WHAT YOU NEED TO DO: Retype all the records with nothing changed.

(Stored items)
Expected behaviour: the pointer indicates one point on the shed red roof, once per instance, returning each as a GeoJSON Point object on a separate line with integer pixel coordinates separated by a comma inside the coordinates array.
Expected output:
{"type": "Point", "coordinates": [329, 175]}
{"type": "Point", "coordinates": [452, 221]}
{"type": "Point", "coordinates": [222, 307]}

SOLUTION FOR THIS TASK:
Expected behaviour: the pointer indicates one point on the shed red roof, once per instance, returning each as a GeoJSON Point object on a separate line with integer pixel coordinates separated by a comma inside the coordinates array.
Expected output:
{"type": "Point", "coordinates": [329, 175]}
{"type": "Point", "coordinates": [452, 221]}
{"type": "Point", "coordinates": [222, 307]}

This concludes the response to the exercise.